* **WHAT YOU WILL DO**: Could you give the records again from the line with "ceiling lights in the photo above." up to and including the line with "x=451, y=578", replacing "emergency exit sign" with "illuminated exit sign" and changing nothing else?

** BEGIN INPUT FOR THIS TASK **

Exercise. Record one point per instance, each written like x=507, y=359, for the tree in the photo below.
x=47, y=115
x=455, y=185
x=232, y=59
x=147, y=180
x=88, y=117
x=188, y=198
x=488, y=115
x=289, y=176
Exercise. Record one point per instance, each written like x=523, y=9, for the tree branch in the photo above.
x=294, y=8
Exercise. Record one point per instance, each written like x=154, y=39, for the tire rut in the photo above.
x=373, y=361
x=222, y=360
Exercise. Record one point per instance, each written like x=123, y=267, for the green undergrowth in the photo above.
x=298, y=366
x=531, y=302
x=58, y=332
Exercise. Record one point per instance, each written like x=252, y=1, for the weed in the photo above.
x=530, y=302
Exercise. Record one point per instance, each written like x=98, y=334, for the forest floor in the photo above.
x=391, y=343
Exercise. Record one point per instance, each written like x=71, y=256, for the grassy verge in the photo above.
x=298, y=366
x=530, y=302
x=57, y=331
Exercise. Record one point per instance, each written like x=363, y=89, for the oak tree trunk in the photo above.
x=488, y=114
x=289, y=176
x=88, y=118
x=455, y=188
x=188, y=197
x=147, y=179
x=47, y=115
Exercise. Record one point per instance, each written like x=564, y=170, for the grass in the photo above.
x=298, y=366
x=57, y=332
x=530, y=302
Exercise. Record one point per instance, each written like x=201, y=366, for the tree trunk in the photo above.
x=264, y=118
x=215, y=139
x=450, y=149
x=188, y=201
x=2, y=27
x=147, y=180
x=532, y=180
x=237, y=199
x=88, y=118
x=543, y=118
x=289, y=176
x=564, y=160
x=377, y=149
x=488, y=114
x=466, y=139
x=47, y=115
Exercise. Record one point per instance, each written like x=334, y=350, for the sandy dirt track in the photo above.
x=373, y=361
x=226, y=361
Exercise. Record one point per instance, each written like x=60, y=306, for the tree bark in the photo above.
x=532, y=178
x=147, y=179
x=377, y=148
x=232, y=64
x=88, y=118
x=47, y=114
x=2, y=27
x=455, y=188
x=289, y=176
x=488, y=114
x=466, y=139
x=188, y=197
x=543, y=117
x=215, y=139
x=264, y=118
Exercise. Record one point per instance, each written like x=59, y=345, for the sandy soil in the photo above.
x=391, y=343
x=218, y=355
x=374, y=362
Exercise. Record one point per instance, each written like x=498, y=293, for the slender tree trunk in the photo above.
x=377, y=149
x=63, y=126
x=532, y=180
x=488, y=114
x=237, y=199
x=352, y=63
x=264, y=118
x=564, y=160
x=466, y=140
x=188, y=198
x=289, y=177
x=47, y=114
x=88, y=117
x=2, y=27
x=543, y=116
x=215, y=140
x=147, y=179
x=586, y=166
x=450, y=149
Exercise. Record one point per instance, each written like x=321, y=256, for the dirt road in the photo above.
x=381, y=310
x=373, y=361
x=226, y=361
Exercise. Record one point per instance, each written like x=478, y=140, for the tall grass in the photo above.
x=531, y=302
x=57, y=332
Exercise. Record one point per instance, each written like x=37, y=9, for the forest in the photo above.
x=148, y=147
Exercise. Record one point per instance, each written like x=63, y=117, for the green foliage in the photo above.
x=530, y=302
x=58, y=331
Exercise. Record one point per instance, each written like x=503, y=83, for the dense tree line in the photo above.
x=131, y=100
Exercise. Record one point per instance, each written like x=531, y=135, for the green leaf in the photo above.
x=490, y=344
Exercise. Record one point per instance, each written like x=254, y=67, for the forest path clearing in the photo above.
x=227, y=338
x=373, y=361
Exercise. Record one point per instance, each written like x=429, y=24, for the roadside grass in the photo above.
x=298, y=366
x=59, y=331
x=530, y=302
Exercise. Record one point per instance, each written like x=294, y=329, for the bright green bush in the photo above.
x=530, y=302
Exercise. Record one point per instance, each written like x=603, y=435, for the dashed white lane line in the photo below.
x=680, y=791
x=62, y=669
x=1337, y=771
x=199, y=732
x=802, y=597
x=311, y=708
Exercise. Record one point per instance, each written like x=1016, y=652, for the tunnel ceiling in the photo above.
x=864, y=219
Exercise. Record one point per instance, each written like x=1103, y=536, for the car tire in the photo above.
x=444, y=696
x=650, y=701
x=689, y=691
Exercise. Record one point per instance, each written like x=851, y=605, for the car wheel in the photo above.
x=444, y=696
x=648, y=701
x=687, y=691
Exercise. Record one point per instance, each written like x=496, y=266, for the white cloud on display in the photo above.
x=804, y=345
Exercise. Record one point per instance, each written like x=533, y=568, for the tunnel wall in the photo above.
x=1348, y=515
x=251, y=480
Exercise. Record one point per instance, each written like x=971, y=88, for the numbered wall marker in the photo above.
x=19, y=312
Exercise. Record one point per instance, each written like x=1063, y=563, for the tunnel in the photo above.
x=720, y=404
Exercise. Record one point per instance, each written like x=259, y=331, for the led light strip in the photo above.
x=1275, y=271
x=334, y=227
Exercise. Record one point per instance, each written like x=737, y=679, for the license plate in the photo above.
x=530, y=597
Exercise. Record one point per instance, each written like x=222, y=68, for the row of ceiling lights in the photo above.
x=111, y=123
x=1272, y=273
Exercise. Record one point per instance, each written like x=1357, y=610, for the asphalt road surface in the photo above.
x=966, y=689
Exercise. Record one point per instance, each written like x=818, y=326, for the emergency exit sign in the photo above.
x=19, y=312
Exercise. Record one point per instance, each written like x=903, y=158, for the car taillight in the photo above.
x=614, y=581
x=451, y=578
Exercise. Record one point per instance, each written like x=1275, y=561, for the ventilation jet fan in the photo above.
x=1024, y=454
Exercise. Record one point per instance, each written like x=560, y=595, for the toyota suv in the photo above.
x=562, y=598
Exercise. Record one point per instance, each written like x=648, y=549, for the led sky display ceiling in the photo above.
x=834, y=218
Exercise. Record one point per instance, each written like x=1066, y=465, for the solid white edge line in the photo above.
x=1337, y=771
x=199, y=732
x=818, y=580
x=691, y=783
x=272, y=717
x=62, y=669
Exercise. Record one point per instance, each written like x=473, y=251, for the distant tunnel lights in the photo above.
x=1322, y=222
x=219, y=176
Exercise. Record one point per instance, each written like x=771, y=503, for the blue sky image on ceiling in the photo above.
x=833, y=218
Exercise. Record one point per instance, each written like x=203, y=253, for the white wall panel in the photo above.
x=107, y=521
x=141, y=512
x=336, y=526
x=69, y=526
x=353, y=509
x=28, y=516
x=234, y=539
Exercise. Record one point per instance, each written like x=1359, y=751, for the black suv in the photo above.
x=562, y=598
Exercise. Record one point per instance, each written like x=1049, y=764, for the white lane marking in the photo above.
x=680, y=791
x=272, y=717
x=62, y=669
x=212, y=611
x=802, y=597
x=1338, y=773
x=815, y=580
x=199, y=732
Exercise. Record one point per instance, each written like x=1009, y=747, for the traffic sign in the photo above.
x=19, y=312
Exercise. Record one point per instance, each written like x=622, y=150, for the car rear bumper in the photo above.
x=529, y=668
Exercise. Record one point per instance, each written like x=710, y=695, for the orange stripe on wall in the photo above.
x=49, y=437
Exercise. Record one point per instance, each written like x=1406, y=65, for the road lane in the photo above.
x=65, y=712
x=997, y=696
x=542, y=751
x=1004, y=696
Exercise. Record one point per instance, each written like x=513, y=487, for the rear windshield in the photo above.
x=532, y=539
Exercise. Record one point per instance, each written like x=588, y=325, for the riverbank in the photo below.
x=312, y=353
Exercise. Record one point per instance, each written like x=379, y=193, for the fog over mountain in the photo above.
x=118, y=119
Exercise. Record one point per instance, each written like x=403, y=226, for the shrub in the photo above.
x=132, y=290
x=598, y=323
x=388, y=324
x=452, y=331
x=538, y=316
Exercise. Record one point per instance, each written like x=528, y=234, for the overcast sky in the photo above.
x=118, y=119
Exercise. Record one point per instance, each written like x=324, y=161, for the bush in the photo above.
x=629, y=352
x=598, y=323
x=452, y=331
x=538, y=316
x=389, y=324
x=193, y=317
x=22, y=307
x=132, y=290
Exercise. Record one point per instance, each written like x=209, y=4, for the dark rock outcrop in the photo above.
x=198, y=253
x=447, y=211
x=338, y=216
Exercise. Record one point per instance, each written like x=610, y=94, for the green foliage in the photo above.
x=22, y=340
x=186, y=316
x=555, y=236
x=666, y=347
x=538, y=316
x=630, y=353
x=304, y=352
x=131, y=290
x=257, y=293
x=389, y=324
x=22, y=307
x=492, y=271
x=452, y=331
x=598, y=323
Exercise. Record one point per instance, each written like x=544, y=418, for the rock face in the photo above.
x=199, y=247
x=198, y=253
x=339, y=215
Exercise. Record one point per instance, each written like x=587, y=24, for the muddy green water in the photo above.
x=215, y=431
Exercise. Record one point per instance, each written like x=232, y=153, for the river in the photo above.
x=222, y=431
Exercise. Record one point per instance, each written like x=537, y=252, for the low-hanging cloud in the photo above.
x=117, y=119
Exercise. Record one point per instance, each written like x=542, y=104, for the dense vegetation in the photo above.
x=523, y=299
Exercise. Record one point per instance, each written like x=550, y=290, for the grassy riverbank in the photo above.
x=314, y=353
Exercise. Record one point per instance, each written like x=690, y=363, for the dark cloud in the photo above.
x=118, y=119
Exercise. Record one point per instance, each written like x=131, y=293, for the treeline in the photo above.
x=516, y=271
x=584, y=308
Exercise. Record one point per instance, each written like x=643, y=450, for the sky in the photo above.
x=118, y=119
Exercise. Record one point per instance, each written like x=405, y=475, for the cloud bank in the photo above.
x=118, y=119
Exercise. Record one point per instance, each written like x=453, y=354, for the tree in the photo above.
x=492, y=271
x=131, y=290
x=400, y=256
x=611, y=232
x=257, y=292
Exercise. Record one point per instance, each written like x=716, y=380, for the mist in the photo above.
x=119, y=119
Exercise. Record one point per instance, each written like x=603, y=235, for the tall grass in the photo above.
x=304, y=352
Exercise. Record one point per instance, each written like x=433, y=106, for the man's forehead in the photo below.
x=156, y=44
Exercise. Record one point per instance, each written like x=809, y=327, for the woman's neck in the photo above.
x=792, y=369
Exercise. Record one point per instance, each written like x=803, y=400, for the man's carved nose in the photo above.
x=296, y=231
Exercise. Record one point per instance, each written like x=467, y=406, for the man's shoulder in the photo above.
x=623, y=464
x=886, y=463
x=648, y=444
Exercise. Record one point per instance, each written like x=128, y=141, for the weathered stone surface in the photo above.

** END INPUT FOR THIS TASK **

* **FINISHED ANSWER**:
Exercise. Record one point per instance, each written like x=222, y=68, for the row of ceiling lights in the photo above.
x=111, y=123
x=1272, y=273
Exercise. Record one point per instance, each written like x=1357, y=610, for the asphalt road surface in the photo above.
x=966, y=689
Exercise. Record one point per instance, each written like x=818, y=326, for the illuminated exit sign in the photo above.
x=19, y=312
Exercise. Record one point per instance, each written like x=903, y=158, for the car taillight in the photo above.
x=614, y=581
x=451, y=578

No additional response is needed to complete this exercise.